Goal of the exercise: Retype all the entries below word for word, leaving out the pictures.

(Records from a data source)
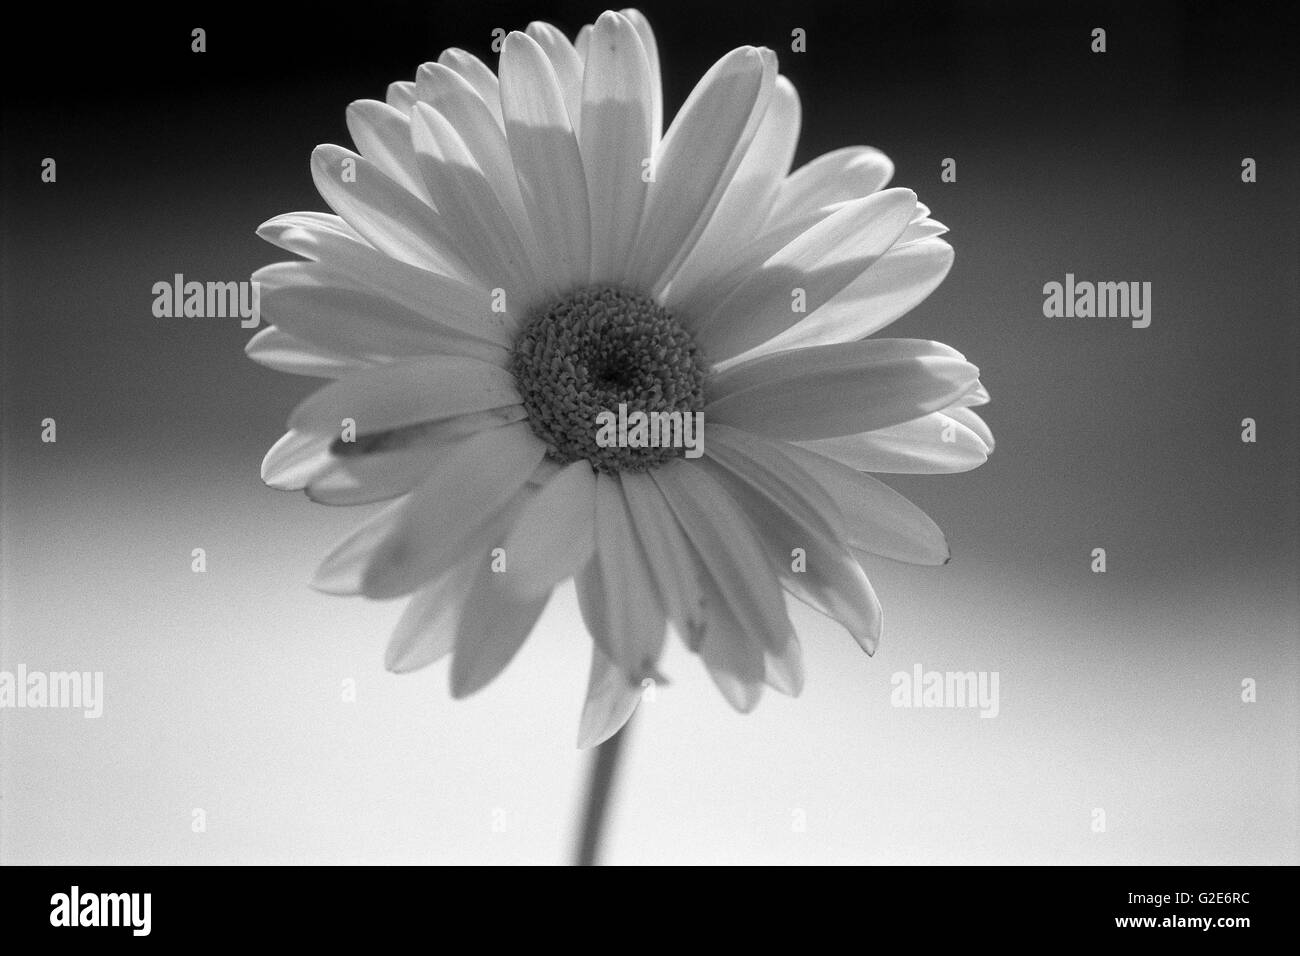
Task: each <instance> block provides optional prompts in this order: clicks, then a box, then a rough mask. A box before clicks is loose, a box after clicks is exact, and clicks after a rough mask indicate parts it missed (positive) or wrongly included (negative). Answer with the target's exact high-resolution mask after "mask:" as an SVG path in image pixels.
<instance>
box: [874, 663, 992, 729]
mask: <svg viewBox="0 0 1300 956" xmlns="http://www.w3.org/2000/svg"><path fill="white" fill-rule="evenodd" d="M889 683H891V684H892V685H893V691H891V693H889V704H891V705H892V706H896V708H954V709H956V708H972V709H974V708H978V709H979V715H980V717H997V713H998V709H1000V705H998V672H997V671H927V670H926V669H924V667H922V666H920V665H919V663H918V665H913V669H911V672H907V671H896V672H894V674H893V675H892V676H891V678H889Z"/></svg>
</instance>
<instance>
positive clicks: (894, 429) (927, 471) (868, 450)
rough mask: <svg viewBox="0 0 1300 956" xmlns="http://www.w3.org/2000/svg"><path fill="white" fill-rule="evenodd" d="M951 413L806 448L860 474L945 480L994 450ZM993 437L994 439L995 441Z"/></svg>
mask: <svg viewBox="0 0 1300 956" xmlns="http://www.w3.org/2000/svg"><path fill="white" fill-rule="evenodd" d="M954 411H963V412H965V411H966V410H965V408H962V410H956V408H954V410H949V411H943V412H937V411H936V412H932V414H930V415H924V416H922V418H919V419H913V420H911V421H905V423H902V424H898V425H891V427H889V428H880V429H876V431H875V432H865V433H862V434H845V436H840V437H836V438H818V440H815V441H806V442H800V444H801V445H802V446H803V447H806V449H809V450H810V451H816V453H818V454H819V455H826V457H827V458H833V459H835V460H837V462H840V463H842V464H848V466H849V467H850V468H857V470H858V471H880V472H891V473H896V475H945V473H953V472H959V471H970V470H971V468H978V467H979V466H982V464H983V463H984V462H987V460H988V451H989V445H988V442H985V441H984V440H983V438H982V437H980V436H979V434H978V433H976V432H975V431H972V429H971V428H970V427H967V425H966V424H963V423H962V421H961V420H959V418H958V416H956V415H953V412H954ZM989 437H992V436H989Z"/></svg>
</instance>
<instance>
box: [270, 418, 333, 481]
mask: <svg viewBox="0 0 1300 956" xmlns="http://www.w3.org/2000/svg"><path fill="white" fill-rule="evenodd" d="M330 441H331V440H330V438H329V436H320V434H312V433H308V432H295V431H289V432H285V434H283V436H281V438H279V441H277V442H276V444H274V445H272V446H270V450H269V451H268V453H266V455H265V458H263V459H261V480H263V481H265V483H266V484H268V485H270V486H272V488H276V489H279V490H282V492H291V490H298V489H300V488H305V486H307V483H308V481H311V480H312V477H315V476H316V475H318V473H320V472H321V471H322V470H324V468H328V467H329V462H330V454H329V446H330Z"/></svg>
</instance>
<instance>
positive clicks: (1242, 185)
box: [0, 3, 1300, 864]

Task answer:
Task: each <instance> block provides optional prompts in this order: clicks, then a box, then a rough mask. A box before clicks is loose, a box after clicks is exact, and clicks after a rough mask indicate parts it missed (positive) or wrongly included (negative). Answer with the target's exact high-resolution mask after "mask:" as an SVG path in image pixels.
<instance>
box: [874, 663, 992, 729]
mask: <svg viewBox="0 0 1300 956" xmlns="http://www.w3.org/2000/svg"><path fill="white" fill-rule="evenodd" d="M889 683H891V684H892V685H893V691H891V693H889V704H891V705H892V706H896V708H954V709H956V708H972V709H974V708H978V709H979V715H980V717H997V713H998V709H1000V705H998V672H997V671H927V670H926V669H924V667H922V666H920V665H919V663H918V665H913V669H911V672H907V671H896V672H894V674H893V675H892V676H891V678H889Z"/></svg>
</instance>
<instance>
positive clicks: (894, 429) (927, 471) (868, 450)
rough mask: <svg viewBox="0 0 1300 956" xmlns="http://www.w3.org/2000/svg"><path fill="white" fill-rule="evenodd" d="M951 413L806 448L860 474L945 480L994 450ZM993 437L994 439L995 441Z"/></svg>
mask: <svg viewBox="0 0 1300 956" xmlns="http://www.w3.org/2000/svg"><path fill="white" fill-rule="evenodd" d="M954 411H963V412H965V411H966V410H965V408H962V410H956V408H954V410H949V411H943V412H937V411H936V412H932V414H930V415H924V416H922V418H919V419H913V420H911V421H905V423H902V424H898V425H891V427H889V428H880V429H876V431H875V432H865V433H862V434H845V436H840V437H836V438H818V440H815V441H806V442H800V444H801V445H802V446H803V447H806V449H809V450H810V451H816V453H818V454H819V455H826V457H827V458H833V459H835V460H837V462H840V463H842V464H848V466H849V467H850V468H857V470H858V471H880V472H891V473H896V475H945V473H953V472H959V471H970V470H971V468H978V467H979V466H982V464H983V463H984V462H987V460H988V451H989V445H988V442H985V441H984V440H983V438H982V437H980V436H979V434H978V433H976V432H975V431H972V429H971V428H970V427H967V425H966V424H963V423H962V421H961V420H959V418H958V416H956V415H953V412H954ZM989 437H992V436H989Z"/></svg>
</instance>
<instance>
box: [270, 418, 333, 481]
mask: <svg viewBox="0 0 1300 956" xmlns="http://www.w3.org/2000/svg"><path fill="white" fill-rule="evenodd" d="M330 441H331V440H330V438H329V436H320V434H312V433H308V432H295V431H289V432H285V434H283V436H281V438H279V441H277V442H276V444H274V445H272V446H270V450H269V451H268V453H266V455H265V458H263V459H261V480H263V481H265V483H266V484H268V485H270V486H272V488H276V489H279V490H282V492H291V490H298V489H300V488H305V486H307V483H308V481H311V480H312V477H315V476H316V475H318V473H320V472H321V471H322V470H324V468H328V467H329V462H330V454H329V446H330Z"/></svg>
</instance>
<instance>
positive clicks: (1242, 185)
box: [0, 3, 1300, 864]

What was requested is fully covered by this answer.